→ Given request: Please output the lines shown below exactly as they appear.

# # # # #

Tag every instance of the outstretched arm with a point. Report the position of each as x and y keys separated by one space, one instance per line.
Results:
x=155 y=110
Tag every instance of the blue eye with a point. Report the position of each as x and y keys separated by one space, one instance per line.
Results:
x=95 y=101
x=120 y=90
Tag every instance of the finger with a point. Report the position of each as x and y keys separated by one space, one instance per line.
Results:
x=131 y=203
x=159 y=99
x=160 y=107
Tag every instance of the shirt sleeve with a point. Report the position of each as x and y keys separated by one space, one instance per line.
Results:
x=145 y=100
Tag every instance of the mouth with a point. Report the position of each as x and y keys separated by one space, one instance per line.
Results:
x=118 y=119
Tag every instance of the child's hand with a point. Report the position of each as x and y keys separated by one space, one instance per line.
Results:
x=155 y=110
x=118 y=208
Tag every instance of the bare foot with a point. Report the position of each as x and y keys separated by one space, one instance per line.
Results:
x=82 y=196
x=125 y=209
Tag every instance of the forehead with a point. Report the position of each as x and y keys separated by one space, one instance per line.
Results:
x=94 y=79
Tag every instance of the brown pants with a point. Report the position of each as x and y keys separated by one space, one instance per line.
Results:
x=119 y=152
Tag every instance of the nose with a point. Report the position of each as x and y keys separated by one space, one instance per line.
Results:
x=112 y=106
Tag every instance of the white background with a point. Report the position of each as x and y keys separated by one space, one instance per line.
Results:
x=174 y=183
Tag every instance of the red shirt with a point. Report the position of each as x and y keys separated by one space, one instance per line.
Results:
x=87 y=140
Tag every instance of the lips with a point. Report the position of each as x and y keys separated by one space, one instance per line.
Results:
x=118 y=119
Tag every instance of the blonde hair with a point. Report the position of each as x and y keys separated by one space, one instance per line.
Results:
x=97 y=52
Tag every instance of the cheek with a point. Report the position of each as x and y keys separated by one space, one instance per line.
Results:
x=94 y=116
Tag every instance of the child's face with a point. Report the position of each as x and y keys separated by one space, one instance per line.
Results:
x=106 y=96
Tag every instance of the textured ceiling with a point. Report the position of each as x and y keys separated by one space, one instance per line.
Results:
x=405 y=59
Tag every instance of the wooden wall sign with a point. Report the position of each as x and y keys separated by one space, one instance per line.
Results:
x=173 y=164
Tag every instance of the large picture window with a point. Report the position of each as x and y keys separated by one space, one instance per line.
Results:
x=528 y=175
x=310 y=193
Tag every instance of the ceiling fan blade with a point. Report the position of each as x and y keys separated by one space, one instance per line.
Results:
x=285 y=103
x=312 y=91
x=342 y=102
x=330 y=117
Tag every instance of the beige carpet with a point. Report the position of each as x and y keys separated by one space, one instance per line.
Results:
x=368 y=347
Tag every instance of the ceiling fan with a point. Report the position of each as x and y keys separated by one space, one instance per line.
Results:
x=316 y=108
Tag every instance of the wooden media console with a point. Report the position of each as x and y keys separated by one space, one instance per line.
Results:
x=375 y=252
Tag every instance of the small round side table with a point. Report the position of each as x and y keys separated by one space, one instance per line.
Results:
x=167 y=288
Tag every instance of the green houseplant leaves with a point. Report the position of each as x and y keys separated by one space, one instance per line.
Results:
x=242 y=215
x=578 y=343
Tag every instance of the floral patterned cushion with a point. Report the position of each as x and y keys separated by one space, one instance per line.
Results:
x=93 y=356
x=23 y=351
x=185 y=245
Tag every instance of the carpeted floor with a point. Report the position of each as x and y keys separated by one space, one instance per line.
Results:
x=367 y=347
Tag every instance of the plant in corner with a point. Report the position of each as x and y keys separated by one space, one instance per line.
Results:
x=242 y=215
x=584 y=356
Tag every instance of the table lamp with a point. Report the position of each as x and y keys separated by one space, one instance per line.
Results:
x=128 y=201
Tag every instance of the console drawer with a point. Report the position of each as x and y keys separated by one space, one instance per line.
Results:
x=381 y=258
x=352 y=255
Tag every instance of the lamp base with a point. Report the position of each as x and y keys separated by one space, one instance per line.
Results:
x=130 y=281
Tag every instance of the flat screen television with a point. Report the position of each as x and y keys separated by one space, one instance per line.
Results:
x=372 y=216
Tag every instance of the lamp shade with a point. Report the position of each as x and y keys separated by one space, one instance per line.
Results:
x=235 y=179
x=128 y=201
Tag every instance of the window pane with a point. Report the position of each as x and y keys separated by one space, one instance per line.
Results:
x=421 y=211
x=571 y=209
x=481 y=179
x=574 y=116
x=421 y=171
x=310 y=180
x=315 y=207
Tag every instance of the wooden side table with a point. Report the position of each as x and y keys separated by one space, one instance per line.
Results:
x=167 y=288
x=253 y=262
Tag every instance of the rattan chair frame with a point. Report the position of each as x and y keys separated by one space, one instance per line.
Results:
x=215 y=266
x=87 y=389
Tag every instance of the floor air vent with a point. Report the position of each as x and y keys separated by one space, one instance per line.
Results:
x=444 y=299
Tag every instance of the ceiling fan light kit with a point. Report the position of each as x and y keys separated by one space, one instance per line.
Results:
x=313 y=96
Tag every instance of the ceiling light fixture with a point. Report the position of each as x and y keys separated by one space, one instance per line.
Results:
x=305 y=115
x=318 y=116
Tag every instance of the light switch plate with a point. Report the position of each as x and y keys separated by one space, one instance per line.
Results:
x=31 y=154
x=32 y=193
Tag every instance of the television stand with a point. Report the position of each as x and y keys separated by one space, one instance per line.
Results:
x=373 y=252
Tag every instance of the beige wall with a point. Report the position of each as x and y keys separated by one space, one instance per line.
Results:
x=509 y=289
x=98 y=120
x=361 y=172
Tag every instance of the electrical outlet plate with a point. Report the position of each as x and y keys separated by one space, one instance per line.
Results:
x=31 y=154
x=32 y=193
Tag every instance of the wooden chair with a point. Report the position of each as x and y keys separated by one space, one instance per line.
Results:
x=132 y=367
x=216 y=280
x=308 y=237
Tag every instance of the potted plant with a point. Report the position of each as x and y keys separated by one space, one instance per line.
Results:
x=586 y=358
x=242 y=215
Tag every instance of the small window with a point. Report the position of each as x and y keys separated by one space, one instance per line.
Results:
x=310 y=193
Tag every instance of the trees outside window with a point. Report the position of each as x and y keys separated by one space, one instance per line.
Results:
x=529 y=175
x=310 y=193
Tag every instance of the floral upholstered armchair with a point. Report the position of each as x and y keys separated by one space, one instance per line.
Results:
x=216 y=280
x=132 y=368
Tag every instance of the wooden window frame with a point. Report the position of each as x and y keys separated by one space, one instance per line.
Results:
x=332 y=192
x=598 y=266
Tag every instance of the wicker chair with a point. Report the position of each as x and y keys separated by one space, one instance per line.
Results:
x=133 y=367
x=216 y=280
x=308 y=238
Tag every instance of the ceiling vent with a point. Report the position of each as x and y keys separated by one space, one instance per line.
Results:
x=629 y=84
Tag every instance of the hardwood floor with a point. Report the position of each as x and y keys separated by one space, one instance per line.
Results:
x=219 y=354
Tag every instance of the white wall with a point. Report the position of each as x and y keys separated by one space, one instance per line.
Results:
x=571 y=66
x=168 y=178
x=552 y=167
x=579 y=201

# # # # #

→ Correct answer:
Tag every instance of the outstretched arm with a point. Report the position of each as x and y keys separated by one space, one instance per line.
Results:
x=155 y=110
Tag every instance of the blue eye with a point. Report the position of each as x and y keys separated by one space, one instance per line.
Results:
x=95 y=101
x=120 y=90
Tag every instance of the finger with a point. Report the position of each as x and y keys separated by one space, one instance per line.
Results:
x=131 y=203
x=159 y=99
x=160 y=107
Tag every instance of the shirt sleeve with a point. Report the position of each as x and y keys separated by one space, one instance per line.
Results:
x=145 y=100
Tag every instance of the mouth with a point. Report the position of each as x and y keys separated by one space, one instance per line.
Results:
x=118 y=119
Tag every instance of the child's hand with a point. Report the position of each as x and y keys separated by one space, one instance per line.
Results:
x=155 y=110
x=118 y=208
Tag every instance of the bare foot with a point. Report the position of each as x and y keys separated by one space, one instance per line.
Results:
x=82 y=196
x=125 y=209
Tag every instance of the forehead with a point. Report the position of each as x and y keys separated by one space, one instance per line.
Results:
x=94 y=79
Tag every instance of the brown pants with a point. Report the position of each as x and y keys separated by one space, one instance per line.
Results:
x=119 y=152
Tag every instance of the nose with a point. Report the position of each as x and y keys separated by one space, one instance per line.
Results:
x=112 y=106
Tag every instance of the white background with a point. Report the position of each as x and y keys separated by one space, one instance per line.
Results:
x=174 y=183
Tag every instance of the red shirt with a point. Report the position of each as x and y keys separated by one space, one instance per line.
Results:
x=87 y=140
Tag every instance of the lips with a point. Report the position of each as x and y keys separated by one space, one instance per line.
Results:
x=118 y=119
Tag every instance of the blonde hair with a point. Report the position of each as x and y keys separated by one space, one instance per line.
Results:
x=97 y=52
Tag every instance of the cheek with a point. Report the position of each as x and y keys separated by one space, one instance per line.
Results:
x=94 y=116
Tag every instance of the child's face with a point. Report the position of each as x and y keys separated by one space, one instance per line.
Results:
x=106 y=96
Tag every instance of the textured ceiling with a point. Report the position of each as x and y keys separated by one space, one instance per line.
Results:
x=405 y=59
Tag every instance of the wooden wall sign with a point. Report the position of each as x and y keys separated by one space, one instance per line.
Results:
x=173 y=164
Tag every instance of the large picture window with a point. Report the position of each as x and y keys separated by one space, one instance per line.
Results:
x=528 y=175
x=310 y=193
Tag every instance of the ceiling fan blade with a point. Report the position of each as x and y keys separated by one space, one instance per line.
Results:
x=285 y=103
x=312 y=91
x=342 y=102
x=330 y=117
Tag every instance of the beige carpet with a point. Report the position of each as x and y keys separated by one space, one instance per line.
Results:
x=368 y=347
Tag every instance of the ceiling fan with a point. Report the position of each as x and y keys separated by one space, one instance per line.
Results:
x=316 y=108
Tag every instance of the wooden media console with a point. Report the position of each as x and y keys separated by one space, one instance per line.
Results:
x=375 y=252
Tag every instance of the small round side table with a point. Report the position of each as x and y keys separated by one space, one instance per line.
Results:
x=167 y=288
Tag every instance of the green houseplant leaves with a point. Report the position of each as x and y keys separated by one space, one instance per line.
Results:
x=242 y=215
x=578 y=343
Tag every instance of the floral patterned cushion with a point. Report the position of each as x and y keys separated by one space, one instance per line.
Results:
x=93 y=356
x=23 y=351
x=185 y=245
Tag every instance of the carpeted floor with a point. Report the position of each as x and y keys separated by one space, one instance per line.
Results:
x=367 y=347
Tag every instance of the plant in corner with a point. Report the position of each as x and y keys separated by one space, one instance per line.
Results:
x=242 y=215
x=584 y=356
Tag every instance of the table lamp with a point. Report the position of each as x and y keys separated by one space, one instance per line.
Results:
x=128 y=201
Tag every instance of the console drawer with a point. Report the position of each as x and y keys separated by one space, one instance per line.
Results:
x=381 y=258
x=352 y=255
Tag every instance of the lamp base with a point. Report the position of each as x and y keys separated by one space, one instance per line.
Results:
x=130 y=281
Tag every instance of the flat screen television with a point. Report the position of each as x and y keys separated by one space, one instance per line.
Results:
x=372 y=216
Tag every instance of the lamp shade with a point. Report the position of each as x and y keys separated by one space, one instance per line.
Results:
x=235 y=179
x=128 y=201
Tag every instance of the window pane with a point. Report the position of each as x and y keys separated by one space, one instance per line.
Results:
x=421 y=211
x=571 y=209
x=481 y=179
x=574 y=116
x=421 y=171
x=310 y=180
x=315 y=207
Tag every instance of the wooden side table with a point. Report the position of each as x and y keys separated by one space, one instance per line.
Results:
x=167 y=288
x=253 y=262
Tag every instance of the rattan chair frame with a point. Report the position of each as x and y keys separated by one space, one instance per line.
Results:
x=215 y=266
x=87 y=389
Tag every instance of the floor air vent with a point. Report the position of each as x and y keys separated by one space, one instance per line.
Results:
x=444 y=299
Tag every instance of the ceiling fan light kit with a point. Report the position of each as x and y keys separated by one space, one instance per line.
Results:
x=313 y=96
Tag every instance of the ceiling light fixture with a point. Report the position of each as x and y keys separated by one space, one instance per line.
Results:
x=305 y=115
x=318 y=116
Tag every instance of the light switch plate with a point. Report the position of each as x and y keys separated by one space, one instance per line.
Results:
x=31 y=154
x=32 y=193
Tag every instance of the television stand with a point. Report the position of each as x and y keys separated by one space, one instance per line.
Results:
x=373 y=252
Tag every instance of the beige wall with a point. Report the position of each as x and y keys separated by one space, one instance per line.
Results:
x=509 y=289
x=98 y=120
x=361 y=172
Tag every instance of the electrical outlet plate with a point. Report the position of each as x and y keys separated by one space, one instance per line.
Results:
x=31 y=154
x=32 y=193
Tag every instance of the wooden chair with a point. Report the position of each as x and y keys separated by one space, one instance per line.
Results:
x=132 y=367
x=216 y=280
x=308 y=237
Tag every instance of the potted plant with a point. Report the position of each as x and y keys separated by one space, one instance per line.
Results:
x=586 y=358
x=242 y=215
Tag every instance of the small window with a point. Report the position of each as x and y keys separated by one space, one instance per line.
Results:
x=310 y=193
Tag every instance of the trees outside window with a point. Report the position of each as x and y keys separated by one space, one instance per line.
Results:
x=529 y=175
x=310 y=193
Tag every instance of the floral upholstered armchair with a point. Report the position of each as x and y keys separated by one space, one instance per line.
Results:
x=216 y=280
x=132 y=368
Tag every instance of the wooden window frame with a point. Report the position of each as x and y keys separated by one space, one instance per line.
Results:
x=332 y=192
x=598 y=266
Tag every instance of the wicker chair with a point. Report the position of each as x and y keys separated by one space, one instance per line.
Results:
x=133 y=367
x=216 y=280
x=308 y=238
Tag every instance of the ceiling vent with a point. Report the position of each as x and y keys separated by one space, one instance per line.
Results:
x=629 y=84
Tag every instance of the hardwood floor with a point. Report the position of each as x and y keys separated by one space, one instance per line.
Results:
x=219 y=354
Tag every instance of the white wall with a point. Report the position of each as x and y keys separated by one space, one instance per line.
Results:
x=571 y=66
x=168 y=178
x=552 y=167
x=579 y=201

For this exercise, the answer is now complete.